— start of DATA TO USE —

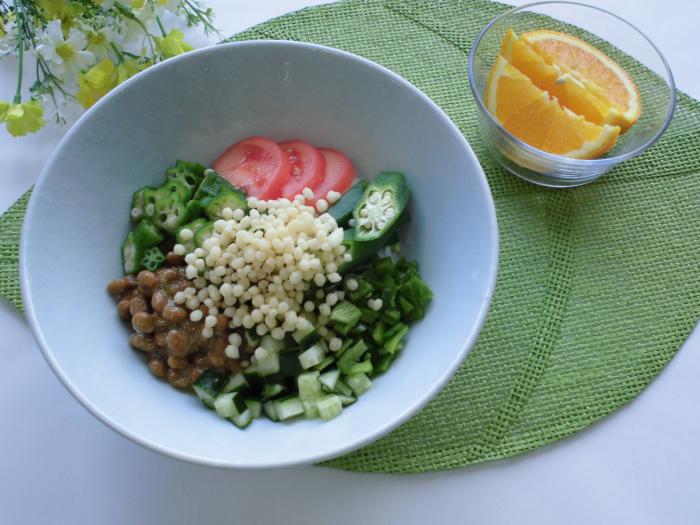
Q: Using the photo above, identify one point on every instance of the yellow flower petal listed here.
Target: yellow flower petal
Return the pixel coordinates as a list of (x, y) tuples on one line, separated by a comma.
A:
[(172, 44), (96, 83), (24, 118)]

— end of DATA TO USE —

EXERCISE AIM: Reproduce the lines above word for word, leaving out the picture.

THE COMPLETED TASK:
Q: Using the photo above, identify one point on every instance of the yellow flower petal listed here.
Target: yellow flower petal
Return the pixel coordinates as a list of (x, y) tuples on one line, separated by a comma.
A:
[(172, 44), (96, 83), (24, 118)]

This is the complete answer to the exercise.